▶ [Required task a]: In the interview excerpt, rewrite the part that opens with the words "Leana Coopoosamy-Pearson is" and closes with "goal is reached.", changing "global law firm" to "international law firm".

═══ Source ═══

Leana Coopoosamy-Pearson is a diversity and inclusion practitioner at the global law firm Clifford Chance. In this conversation we discussed how the firm uses data to set specific but nuanced targets and how they never rest on their laurels when the goal is reached.

Speaker 1: Welcome to The Inclusive Growth Show with Toby Mildon, future-proofing your business by creating a diverse workplace.

Toby Mildon: Hello there. Thank you ever so much for tuning into this episode of The Inclusive Growth Show. I’m Toby Mildon, and today, I’m joined by Leana Coopoosamy-Pearson, who I met many years ago when I was working at Deloitte, Leana was working for another diversity and inclusion advisory company, and Deloitte was one of her clients. But since then, she’s moved to become a diversity and inclusion practitioner within Clifford Chance, which is a global law firm. And today, I’m going to be picking Leana’s brains about her work at Clifford Chance, but particularly on setting diversity and inclusion targets and the importance of that, how we set targets globally, how we get data from employees within an organisation in order to set targets, and the internal campaign that goes along with that and much, much more, I imagine will come out of our conversation. So Leana, it’s great to have you on the show today. Could you let us know a bit more about yourself, what you do at Clifford Chance now, and what led you to this point in your career?

Leana Coopoosamy-Pearson: Thank you, Toby and thanks for having me today. Really pleased to join you. So my role at Clifford Chance is inclusion and well-being manager, and my focus is the UK remit. I worked in recruitment for about five years before moving to one of the big four and worked in a resource management role. And then when I was in this role, I got involved in lots of the affinity networks and started to see a lot of the work that was being done around inclusion and diversity, which made me think, “Oh, this is an area that I’m really interested in.” I then moved into a consultancy, which is where I met you as one of my clients, and working with a variety of different clients on being more diverse, more inclusive, and would get involved in lots of different work, which was great, and I liked the variety, but I would never see the end of a project through if they were to come up with a new initiative or see any of the strategy side. So with that in mind, I thought if I wanted to be working in this field, I probably need to be getting in an in-house role to see how I could be involved in some of that direct change. And that’s what led me to Clifford Chance.

Toby Mildon: Brilliant. So I know that Clifford Chance and yourself have done a lot around setting targets and things like that, so why is it important for businesses to set diversity and inclusion targets? And I mean, why did Clifford Chance decide to set targets for itself?

═══ The records ═══

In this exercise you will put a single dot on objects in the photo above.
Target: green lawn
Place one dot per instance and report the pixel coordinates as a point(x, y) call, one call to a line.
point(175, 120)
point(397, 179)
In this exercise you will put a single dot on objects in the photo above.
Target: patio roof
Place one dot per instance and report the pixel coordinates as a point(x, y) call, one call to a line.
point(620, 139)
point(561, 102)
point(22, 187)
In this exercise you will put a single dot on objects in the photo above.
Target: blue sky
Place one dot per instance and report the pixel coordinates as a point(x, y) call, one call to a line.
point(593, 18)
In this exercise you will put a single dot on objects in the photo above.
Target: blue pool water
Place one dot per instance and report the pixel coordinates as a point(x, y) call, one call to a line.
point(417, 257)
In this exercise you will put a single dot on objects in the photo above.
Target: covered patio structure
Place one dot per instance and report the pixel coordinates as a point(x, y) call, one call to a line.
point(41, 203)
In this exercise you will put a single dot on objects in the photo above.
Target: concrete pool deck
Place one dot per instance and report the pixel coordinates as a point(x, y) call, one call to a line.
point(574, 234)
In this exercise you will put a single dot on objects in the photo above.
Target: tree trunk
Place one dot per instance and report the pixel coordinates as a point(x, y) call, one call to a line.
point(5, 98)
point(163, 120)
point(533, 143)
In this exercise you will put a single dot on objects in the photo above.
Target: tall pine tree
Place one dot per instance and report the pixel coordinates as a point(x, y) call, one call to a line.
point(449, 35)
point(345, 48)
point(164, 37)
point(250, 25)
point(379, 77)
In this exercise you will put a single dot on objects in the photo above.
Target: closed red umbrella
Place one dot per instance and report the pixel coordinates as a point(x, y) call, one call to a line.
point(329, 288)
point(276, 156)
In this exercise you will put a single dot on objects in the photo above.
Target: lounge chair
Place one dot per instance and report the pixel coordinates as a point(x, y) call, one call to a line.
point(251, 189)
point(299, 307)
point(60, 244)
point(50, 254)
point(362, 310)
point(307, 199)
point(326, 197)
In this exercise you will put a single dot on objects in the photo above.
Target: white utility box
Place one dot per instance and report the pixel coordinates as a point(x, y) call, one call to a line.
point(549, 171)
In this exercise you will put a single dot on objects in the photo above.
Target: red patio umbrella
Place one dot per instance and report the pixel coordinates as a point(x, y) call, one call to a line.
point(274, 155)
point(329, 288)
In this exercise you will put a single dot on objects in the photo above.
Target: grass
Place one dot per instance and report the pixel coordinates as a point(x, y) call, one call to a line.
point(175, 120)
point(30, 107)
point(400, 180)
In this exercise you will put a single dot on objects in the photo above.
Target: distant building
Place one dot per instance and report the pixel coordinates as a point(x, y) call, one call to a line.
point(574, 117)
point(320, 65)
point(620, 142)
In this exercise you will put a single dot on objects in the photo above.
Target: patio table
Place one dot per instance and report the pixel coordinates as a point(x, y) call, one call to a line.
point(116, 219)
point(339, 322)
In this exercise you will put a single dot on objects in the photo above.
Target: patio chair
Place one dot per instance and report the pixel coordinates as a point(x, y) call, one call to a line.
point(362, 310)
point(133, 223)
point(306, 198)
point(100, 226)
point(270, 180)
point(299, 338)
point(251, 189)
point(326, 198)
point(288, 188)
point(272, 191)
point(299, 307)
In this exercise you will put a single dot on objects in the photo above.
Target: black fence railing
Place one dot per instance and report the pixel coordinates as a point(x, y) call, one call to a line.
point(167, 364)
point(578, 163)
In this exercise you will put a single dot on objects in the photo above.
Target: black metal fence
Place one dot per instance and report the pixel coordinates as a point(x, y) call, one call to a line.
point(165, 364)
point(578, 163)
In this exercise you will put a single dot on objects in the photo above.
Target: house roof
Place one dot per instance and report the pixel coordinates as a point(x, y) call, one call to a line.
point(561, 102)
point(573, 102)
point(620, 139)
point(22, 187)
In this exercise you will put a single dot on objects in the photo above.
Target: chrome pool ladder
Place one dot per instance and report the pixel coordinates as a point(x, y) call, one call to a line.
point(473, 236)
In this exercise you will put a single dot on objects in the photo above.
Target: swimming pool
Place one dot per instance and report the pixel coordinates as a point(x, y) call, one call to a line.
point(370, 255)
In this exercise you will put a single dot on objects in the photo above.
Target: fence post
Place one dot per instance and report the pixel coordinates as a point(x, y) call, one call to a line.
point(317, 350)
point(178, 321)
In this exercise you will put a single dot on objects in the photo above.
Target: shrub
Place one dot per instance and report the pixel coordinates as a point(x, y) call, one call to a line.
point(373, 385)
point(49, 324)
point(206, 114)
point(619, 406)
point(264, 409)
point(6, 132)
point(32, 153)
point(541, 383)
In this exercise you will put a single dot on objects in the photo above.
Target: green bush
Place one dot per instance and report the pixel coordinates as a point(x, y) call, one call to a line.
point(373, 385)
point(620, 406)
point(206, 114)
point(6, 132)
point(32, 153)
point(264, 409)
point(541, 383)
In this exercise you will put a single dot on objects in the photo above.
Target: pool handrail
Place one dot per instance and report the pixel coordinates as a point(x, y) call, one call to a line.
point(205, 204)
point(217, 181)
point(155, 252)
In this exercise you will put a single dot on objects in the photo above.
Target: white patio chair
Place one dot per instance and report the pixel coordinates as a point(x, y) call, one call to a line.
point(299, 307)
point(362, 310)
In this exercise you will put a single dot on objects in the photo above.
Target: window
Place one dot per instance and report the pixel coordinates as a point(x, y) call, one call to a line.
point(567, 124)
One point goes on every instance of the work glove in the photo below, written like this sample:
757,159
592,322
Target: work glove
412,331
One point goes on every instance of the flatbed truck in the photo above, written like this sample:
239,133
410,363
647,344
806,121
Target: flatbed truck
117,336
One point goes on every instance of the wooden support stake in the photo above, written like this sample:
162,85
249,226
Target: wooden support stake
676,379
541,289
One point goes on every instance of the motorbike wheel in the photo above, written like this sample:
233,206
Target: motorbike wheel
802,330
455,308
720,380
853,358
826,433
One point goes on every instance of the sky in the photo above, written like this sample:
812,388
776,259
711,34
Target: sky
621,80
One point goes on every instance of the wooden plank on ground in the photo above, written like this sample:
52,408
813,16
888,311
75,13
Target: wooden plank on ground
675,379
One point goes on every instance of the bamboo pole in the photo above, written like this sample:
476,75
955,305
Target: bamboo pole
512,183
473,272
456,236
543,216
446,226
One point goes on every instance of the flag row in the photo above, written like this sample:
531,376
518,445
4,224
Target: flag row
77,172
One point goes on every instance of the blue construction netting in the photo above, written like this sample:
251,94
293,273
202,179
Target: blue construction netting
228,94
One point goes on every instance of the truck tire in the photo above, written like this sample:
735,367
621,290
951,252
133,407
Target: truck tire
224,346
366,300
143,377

═══

▶ [Required task b]: Reproduce word for word the entries from their first line down to and including the line containing "point(397, 179)".

▶ [Problem solution a]:
Leana Coopoosamy-Pearson is a diversity and inclusion practitioner at the international law firm Clifford Chance. In this conversation we discussed how the firm uses data to set specific but nuanced targets and how they never rest on their laurels when the goal is reached.

▶ [Problem solution b]:
In this exercise you will put a single dot on objects in the photo above.
Target: green lawn
Place one dot per instance and report the pixel coordinates as a point(x, y) call, one call to a line.
point(175, 120)
point(397, 179)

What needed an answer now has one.